>> begin Task material

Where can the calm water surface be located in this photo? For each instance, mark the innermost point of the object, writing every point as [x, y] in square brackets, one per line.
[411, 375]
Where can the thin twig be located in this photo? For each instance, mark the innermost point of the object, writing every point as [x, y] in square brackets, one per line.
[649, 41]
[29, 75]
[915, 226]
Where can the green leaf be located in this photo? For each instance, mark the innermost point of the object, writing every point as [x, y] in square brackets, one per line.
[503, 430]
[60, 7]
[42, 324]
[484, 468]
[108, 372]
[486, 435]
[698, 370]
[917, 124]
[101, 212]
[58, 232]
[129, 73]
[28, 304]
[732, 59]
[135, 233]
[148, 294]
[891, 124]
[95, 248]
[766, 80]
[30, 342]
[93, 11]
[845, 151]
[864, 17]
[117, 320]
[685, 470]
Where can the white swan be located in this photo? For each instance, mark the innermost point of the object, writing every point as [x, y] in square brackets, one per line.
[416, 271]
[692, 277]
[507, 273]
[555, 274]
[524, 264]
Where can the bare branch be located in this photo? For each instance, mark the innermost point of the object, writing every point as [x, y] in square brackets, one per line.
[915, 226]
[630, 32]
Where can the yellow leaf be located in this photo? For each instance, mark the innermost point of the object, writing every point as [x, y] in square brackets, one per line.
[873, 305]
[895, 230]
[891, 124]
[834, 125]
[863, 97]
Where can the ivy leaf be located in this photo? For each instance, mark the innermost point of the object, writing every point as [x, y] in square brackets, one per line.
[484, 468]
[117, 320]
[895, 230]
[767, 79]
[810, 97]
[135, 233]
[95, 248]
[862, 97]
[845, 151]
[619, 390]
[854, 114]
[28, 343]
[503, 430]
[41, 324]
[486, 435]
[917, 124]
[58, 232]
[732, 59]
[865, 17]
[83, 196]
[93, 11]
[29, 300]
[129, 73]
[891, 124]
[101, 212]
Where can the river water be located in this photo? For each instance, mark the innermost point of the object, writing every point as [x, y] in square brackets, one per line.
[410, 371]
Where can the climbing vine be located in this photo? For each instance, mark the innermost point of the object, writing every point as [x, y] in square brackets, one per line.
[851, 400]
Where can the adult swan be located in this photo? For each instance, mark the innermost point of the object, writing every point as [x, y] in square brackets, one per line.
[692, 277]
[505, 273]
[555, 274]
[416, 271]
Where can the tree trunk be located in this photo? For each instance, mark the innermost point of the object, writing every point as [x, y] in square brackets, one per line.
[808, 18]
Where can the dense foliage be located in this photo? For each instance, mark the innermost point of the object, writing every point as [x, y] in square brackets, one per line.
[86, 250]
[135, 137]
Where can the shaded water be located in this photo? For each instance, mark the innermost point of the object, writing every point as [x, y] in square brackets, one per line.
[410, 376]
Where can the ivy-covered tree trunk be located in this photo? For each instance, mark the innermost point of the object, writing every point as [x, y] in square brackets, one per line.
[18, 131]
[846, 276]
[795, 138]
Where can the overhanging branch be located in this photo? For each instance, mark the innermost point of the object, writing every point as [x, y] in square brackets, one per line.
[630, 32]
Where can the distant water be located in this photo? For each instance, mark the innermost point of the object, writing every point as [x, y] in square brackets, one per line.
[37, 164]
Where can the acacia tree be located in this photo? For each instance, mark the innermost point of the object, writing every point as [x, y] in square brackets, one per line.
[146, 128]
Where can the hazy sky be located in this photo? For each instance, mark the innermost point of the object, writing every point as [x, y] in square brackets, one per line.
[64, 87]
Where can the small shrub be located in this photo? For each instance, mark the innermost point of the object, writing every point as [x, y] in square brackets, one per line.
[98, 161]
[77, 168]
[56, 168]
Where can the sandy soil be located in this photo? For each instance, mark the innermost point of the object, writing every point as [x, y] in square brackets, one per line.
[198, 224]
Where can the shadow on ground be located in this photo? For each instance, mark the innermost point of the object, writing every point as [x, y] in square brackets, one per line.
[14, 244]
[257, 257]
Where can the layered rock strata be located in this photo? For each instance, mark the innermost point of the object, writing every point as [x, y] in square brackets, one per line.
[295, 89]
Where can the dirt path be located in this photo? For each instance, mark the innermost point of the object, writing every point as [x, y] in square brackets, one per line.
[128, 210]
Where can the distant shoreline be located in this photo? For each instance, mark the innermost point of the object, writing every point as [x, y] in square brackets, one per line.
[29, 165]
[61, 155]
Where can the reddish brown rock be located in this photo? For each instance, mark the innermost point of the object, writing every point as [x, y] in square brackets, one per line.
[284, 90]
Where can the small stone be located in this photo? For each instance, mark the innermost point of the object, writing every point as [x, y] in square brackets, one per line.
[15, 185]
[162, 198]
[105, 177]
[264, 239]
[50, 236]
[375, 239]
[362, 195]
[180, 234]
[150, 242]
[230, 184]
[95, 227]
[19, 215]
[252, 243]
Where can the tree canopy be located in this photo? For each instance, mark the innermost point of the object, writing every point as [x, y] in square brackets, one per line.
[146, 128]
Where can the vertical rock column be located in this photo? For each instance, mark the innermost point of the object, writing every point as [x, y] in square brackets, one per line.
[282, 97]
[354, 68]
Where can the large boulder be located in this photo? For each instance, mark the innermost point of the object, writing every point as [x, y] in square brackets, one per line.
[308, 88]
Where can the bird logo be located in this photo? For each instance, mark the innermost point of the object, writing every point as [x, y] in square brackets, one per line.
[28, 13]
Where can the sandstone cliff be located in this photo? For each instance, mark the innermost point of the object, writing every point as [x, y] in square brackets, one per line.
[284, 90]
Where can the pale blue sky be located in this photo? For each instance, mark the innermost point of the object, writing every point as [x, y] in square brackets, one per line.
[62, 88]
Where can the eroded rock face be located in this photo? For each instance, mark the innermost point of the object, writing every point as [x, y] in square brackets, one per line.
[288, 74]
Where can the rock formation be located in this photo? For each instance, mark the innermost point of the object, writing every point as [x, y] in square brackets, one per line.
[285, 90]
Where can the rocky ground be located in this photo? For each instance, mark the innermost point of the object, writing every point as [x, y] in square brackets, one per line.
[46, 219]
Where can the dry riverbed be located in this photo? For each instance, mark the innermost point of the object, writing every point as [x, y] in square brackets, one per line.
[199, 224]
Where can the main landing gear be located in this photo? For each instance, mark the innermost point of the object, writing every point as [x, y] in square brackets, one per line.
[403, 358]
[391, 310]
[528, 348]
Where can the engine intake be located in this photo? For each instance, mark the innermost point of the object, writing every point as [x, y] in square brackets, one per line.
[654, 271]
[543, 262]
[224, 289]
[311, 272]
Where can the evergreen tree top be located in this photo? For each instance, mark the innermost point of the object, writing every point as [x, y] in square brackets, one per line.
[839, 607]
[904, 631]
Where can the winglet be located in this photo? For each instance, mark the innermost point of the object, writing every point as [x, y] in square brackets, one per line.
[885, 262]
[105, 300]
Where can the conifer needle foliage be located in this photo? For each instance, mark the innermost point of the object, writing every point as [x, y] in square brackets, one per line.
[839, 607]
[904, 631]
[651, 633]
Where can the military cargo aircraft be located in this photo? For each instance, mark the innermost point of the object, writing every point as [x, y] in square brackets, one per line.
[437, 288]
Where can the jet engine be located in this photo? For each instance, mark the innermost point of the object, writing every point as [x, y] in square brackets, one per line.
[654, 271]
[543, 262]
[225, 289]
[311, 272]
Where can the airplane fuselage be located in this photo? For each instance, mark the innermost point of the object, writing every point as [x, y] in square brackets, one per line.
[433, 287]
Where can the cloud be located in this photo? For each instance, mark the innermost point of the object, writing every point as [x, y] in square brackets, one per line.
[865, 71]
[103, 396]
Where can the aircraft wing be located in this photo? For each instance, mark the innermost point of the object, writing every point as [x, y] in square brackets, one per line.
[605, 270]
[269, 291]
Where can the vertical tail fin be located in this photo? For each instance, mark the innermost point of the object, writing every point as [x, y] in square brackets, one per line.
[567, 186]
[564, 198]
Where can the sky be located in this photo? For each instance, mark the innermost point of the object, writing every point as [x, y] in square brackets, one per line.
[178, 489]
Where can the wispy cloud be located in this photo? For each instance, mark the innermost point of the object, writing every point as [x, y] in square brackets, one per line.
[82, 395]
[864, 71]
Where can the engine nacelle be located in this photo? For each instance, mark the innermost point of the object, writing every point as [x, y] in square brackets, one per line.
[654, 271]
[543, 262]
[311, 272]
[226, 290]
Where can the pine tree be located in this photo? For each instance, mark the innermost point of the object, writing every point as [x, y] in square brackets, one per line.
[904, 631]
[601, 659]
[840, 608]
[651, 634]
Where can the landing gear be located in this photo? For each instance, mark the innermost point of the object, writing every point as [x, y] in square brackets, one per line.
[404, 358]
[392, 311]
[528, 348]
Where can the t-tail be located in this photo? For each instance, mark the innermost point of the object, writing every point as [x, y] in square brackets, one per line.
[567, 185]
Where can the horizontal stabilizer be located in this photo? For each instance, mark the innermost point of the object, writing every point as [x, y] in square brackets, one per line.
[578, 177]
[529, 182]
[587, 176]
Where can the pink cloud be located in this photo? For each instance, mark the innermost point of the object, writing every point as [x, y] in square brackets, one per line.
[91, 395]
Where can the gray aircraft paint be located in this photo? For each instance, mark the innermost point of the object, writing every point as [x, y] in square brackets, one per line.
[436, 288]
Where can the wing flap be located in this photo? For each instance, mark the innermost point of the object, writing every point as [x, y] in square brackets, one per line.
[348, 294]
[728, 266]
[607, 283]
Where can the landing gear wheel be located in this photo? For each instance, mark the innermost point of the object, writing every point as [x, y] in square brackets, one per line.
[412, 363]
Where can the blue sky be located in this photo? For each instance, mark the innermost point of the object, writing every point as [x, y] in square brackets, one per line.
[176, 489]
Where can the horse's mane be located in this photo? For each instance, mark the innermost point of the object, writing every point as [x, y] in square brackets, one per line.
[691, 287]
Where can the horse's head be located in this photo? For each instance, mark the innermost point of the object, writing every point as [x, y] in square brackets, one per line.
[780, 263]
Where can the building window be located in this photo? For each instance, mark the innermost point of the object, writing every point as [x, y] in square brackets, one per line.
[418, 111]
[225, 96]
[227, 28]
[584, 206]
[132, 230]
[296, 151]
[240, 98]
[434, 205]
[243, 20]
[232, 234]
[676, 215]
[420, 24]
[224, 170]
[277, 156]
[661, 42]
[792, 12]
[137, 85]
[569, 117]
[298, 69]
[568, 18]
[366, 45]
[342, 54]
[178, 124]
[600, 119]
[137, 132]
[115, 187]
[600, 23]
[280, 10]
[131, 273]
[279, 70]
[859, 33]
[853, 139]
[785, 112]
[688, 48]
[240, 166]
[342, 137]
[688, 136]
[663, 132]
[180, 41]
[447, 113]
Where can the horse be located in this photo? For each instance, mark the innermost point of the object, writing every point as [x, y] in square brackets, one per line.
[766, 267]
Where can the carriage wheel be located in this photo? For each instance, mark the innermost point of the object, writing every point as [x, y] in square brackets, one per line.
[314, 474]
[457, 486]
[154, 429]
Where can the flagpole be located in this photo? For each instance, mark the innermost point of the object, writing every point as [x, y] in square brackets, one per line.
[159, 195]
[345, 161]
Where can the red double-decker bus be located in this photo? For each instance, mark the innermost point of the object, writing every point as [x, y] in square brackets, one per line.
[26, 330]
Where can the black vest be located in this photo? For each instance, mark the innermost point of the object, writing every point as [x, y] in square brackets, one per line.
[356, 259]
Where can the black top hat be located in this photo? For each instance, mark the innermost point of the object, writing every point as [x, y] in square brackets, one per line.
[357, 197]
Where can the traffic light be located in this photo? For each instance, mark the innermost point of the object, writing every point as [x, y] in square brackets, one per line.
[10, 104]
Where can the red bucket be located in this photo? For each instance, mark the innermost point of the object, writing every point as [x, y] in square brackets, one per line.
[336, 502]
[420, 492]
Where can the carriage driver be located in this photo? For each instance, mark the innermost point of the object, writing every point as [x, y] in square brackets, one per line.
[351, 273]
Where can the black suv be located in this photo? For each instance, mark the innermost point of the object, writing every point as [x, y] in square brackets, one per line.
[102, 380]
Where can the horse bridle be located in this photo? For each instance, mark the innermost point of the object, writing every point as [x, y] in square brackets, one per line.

>> end Task material

Repeat word for word the lines running from the line containing "Where can the red double-decker" to the end of the entries above, inclusive.

▶ **Result of the task**:
Where can the red double-decker bus be located in this photo? For each instance, mark the innermost point of the object, writing every point as [x, y] in square brackets, one per line.
[26, 330]
Where can the black vest be located in this photo? For each instance, mark the innermost point of the object, writing every point as [x, y] in square brackets, one per line.
[356, 259]
Where can the black top hat be located in this photo? For each instance, mark the innermost point of the object, writing every point as [x, y] in square brackets, one per line.
[357, 197]
Where can the traffic light be located in this photo? For each instance, mark the innermost point of the object, writing every point as [x, y] in square brackets, one per line.
[10, 104]
Where can the red bucket be located in this photo? For each instance, mark the innermost point of the object, writing every point as [x, y] in square brackets, one per line.
[336, 502]
[420, 492]
Where can the carriage driver be located in this photo? For each instance, mark the innermost point of the object, writing every point as [x, y] in square brackets, one per line.
[351, 273]
Where can the black suv be located in this photo? For each instance, mark the innermost point of the object, writing every point as [x, y] in square brackets, one per line.
[102, 380]
Where can the horse bridle be located in this photo? For each instance, mark the innermost point of the object, writing every point as [x, y] in square brackets, one per line.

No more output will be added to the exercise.